= EXCERPTED TEXT =
^^^^^^^^

This picture is one of the funniest I've seen in awhile.
I don't read San Francisco Columnist Jon Carroll all the
time, but I really should. He has the Erma Bombeck-ian type of wit that I would love
to have. He observes the world and reports on it in a way that you never would have
considered. Sometimes I wonder where he gets his inspiration.
Take cats, for example. Carroll is a big cat fancier and
frequently writes about cats but his latest columnn was classic. It concerned that
fact that cats seem to have been written out of history.
He points out that in Nativity scenes, you never see cats. You
see cows and sheep and goats, but never cats. As he rightfully notes, with cows,
sheep and goats, you have food to feed those animals. And where you have food to
feed those animals, you have mice and rats coming in to steal the food (and presumably
leave the kind of diseases that lead to plague). If you have rats, you certainly
must have cats, the original "better mousetrap." And yet there are no cats
circling Mary's legs or popping over the edge of the manger to have a look at the Baby
Jesus.
Perhaps all artists are, at the core, cat haters. Who wouldn't
want an image of a cute little kitten sleeping with the Baby Jesus? Artists apparently.
There are cats aboard ships, too, or there used to be. You needed cats to battle the on-board predators. It was nature red in tooth and claw out there on the high seas. Where are the paintings of noble cats saving the ship's stores, the very food the men on the ship would eat?
Literature abounds with tales of noble dogs doing noble things.

^^^^^^^^

= DATA PROVIDED =
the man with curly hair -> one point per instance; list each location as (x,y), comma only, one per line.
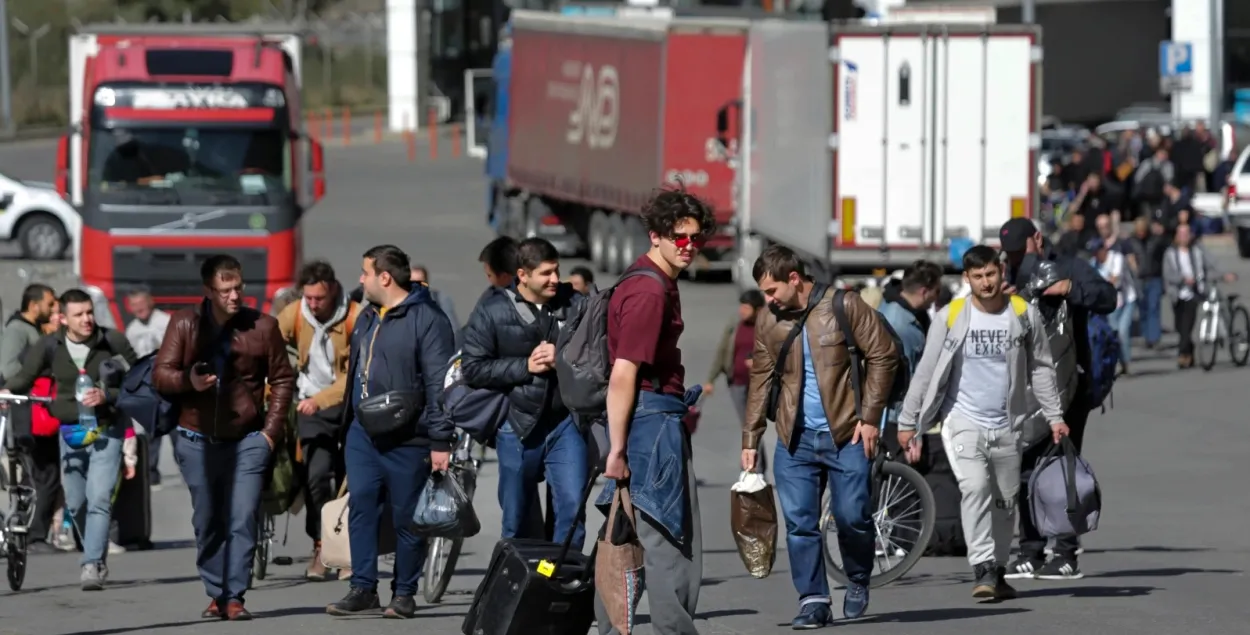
(646,406)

^^^^^^^^

= PROBLEM SET =
a) In the post about cats being left out of history, which animals does it say you do see in Nativity scenes?
b) Carry on the post about cats being written out of history, starting right after its final sentence.
The data can be set aside.

= ACTIVITY ANSWERS =
a) Cows, sheep, and goats.

b)
Lad a Dog saving the Master and Mistress time and time again from nasty predators,
helping cripple children walk, and risking his life over and over again. Greyfriars
Bobby, the hero of Scottish lore. Statues are erected to this little dog who spent
14 years of his life guarding his master's grave. Lassie saving Timmy from the well
every time. RinTinTin, rescued from a World War I battlefield and going on to a hit
TV career saving guys out in the wild west. White Fang, the fictitious wolf-dog who
wrote so eloquently that he taught us how dogs view the world.
And then there was that mail dog, Owney, who was first the unofficial
mascot of the Albany, NY post office and then the nation-wide postal mascot from
1888-1897. He was so famous, they made a postage stamp for him.
But where are the cats of history? I'm not cat fancier. I
don't dislike them, I just don't think about them much. But surely there are
important cats in the history of the world. Perhaps T.S. Elliot is the only person
who cared about recording their deeds for posterity.
Skimbleshanks the Railway Cat, the Cat of the Railway Train
There's a whisper down the line at eleven thirty-nine
When the Night Mail's ready to depart
Saying, "Skimble, where is Skimble?
Has he gone to hunt the thimble?
We must find him or the train can't start"
1 comment:
No doubt the artists couldn't paint a cat because cats -- usually so still -- won't pose if they know you're watching.